_Given request 1:_ In the commentary excerpt below, which office does Theodore of Mopsuestia describe as the most general?

>> BEGIN Excerpted text

DISTINGUISHING NATURAL AND SPIRITUAL SONS.

Theodoret of Cyr (c. 393–c. 458) verse 4

Natural generation does not operate by the assent of the one who is born, whereas the birth that comes from faith requires such assent. Although the one who preaches may sincerely believe, he who hears, unless he takes to himself what he learns with faith, cannot be called the son of the preacher.

Interpretation of the Letter to Titus

Titus 1:5-9 26 entries

INSTALLATION OF PRESBYTERS

BRINGING ONE CHURCH INTO GOOD ORDER.

St. John Chrysostom (c. 347–407) verse 5

Here he is speaking of episkopoi [bishops]. . . . He did not wish the whole island to be entrusted to one elder, but that each one should have his own charge and care, for thus he would have less labor himself, and those under his rule would receive greater attention. The teacher would not then be required to hold the presidency of many churches but was left to be occupied with one only, and to bring that into order.

Homilies on Titus 2

ORDINATION TO TEACH.

Theodore of Mopsuestia (c. 350–428) verse 5

Paul emphasizes that correct teaching must accompany these ordinations. He mentions only presbyters, since theirs is the most general office.

Commentary on Titus

HOW CHURCH GOVERNANCE CHANGED.

>> END Excerpted text
>> BEGIN Provided data

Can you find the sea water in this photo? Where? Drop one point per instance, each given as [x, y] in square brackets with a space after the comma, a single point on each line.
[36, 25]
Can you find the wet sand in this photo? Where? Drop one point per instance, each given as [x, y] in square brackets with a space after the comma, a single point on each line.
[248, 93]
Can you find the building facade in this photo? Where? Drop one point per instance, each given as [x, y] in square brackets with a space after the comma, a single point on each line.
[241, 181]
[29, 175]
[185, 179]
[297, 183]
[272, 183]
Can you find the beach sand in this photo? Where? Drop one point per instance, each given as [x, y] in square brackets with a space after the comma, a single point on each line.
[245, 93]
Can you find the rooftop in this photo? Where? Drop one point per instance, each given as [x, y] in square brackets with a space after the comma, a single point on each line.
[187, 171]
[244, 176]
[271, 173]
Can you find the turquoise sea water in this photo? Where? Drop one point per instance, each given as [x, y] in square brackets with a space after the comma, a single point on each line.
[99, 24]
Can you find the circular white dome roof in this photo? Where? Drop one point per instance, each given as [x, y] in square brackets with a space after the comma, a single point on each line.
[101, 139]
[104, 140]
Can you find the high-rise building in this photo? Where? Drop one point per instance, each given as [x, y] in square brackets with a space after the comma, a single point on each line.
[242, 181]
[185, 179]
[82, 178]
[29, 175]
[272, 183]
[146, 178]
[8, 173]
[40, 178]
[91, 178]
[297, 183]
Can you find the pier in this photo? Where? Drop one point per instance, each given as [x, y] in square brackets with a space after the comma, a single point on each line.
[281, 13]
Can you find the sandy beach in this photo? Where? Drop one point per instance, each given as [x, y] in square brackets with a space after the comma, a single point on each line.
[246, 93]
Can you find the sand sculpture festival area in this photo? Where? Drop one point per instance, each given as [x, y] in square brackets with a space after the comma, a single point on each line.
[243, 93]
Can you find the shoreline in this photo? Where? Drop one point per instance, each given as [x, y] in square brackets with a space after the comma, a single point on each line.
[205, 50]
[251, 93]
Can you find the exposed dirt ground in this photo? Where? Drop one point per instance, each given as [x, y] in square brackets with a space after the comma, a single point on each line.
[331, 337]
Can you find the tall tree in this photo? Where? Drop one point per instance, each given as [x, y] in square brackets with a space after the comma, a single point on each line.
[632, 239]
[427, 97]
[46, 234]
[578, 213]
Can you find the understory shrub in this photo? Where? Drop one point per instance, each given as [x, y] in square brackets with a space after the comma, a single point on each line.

>> END Provided data

_Given request 2:_ Select every line of the listing above that contains the word "water". Case counts.

_Exercise response 1:_ The office of presbyters.

_Exercise response 2:_
Can you find the sea water in this photo? Where? Drop one point per instance, each given as [x, y] in square brackets with a space after the comma, a single point on each line.
Can you find the turquoise sea water in this photo? Where? Drop one point per instance, each given as [x, y] in square brackets with a space after the comma, a single point on each line.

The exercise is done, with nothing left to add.